Retype each entry exactly as written, and keep the pictures out of the copy.

Dataset entries –
[Start of section]
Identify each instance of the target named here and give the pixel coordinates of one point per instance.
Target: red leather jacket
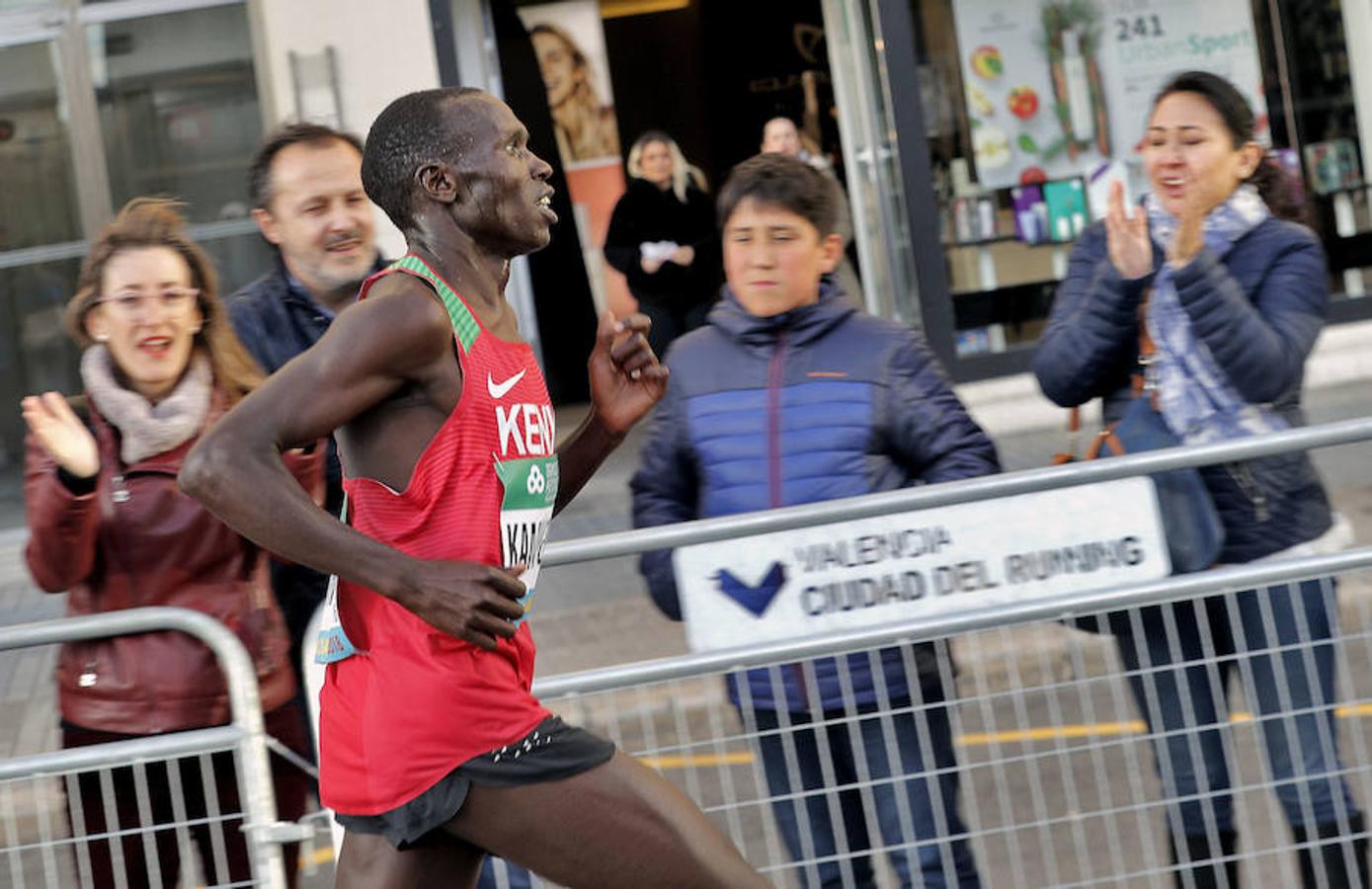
(138, 540)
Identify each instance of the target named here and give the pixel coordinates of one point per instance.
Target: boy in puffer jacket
(790, 395)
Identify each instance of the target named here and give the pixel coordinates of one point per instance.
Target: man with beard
(433, 748)
(307, 201)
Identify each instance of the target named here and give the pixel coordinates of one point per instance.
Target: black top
(646, 212)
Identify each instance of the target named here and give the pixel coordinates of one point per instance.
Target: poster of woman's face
(570, 44)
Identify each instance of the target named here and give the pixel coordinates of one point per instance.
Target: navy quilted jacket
(1258, 311)
(811, 405)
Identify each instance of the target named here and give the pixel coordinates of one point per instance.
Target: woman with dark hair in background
(1233, 298)
(109, 525)
(662, 237)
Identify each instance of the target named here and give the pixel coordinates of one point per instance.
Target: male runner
(433, 748)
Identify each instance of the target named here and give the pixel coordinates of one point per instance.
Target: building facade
(972, 134)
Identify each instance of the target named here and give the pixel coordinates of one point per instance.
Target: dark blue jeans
(916, 815)
(1293, 691)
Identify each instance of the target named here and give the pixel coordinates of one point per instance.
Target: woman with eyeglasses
[End of section]
Result –
Identify each instance of the target named here and give the pixel coordinates of one point per instance.
Target: red leather jacket
(138, 540)
Identify each instance of the target named here and give the pixel coordinates of one point per instance.
Target: boy in puffer jacket
(790, 395)
Identify each instance of the target named here and give the pixel coordinates of one point per instance.
Target: man with beard
(433, 748)
(307, 201)
Identify each instance of the target named here and give the pixel coordinates of one point per instance.
Target: black top
(646, 212)
Identify each instance of the target named here and give the pixel coordinates of one point per instance.
Target: poster of woman's face
(570, 44)
Identify each instance of the target named here and give the pixel coordinates of one point per instance.
Target: navy quilted jacket
(1258, 311)
(811, 405)
Identify each instance of the target named here and give the pixel coordinates of one point per instance.
Target: woman with dark hair in background
(1233, 298)
(109, 525)
(662, 237)
Identify each instance of the target named here and give the pixel coordinates of one point per instance.
Target: male runner
(433, 748)
Identify each instance of the target named here and give the pixel coordinates of one point per instance.
Target: building facade
(972, 134)
Identify each instance of the target named here and give the pixel coordinates of one point per instance.
Target: dark blue jeans
(916, 815)
(1293, 691)
Identify each instance of the target named here and give the pixel coordinates of one point per instance.
Target: woman with eyeglasses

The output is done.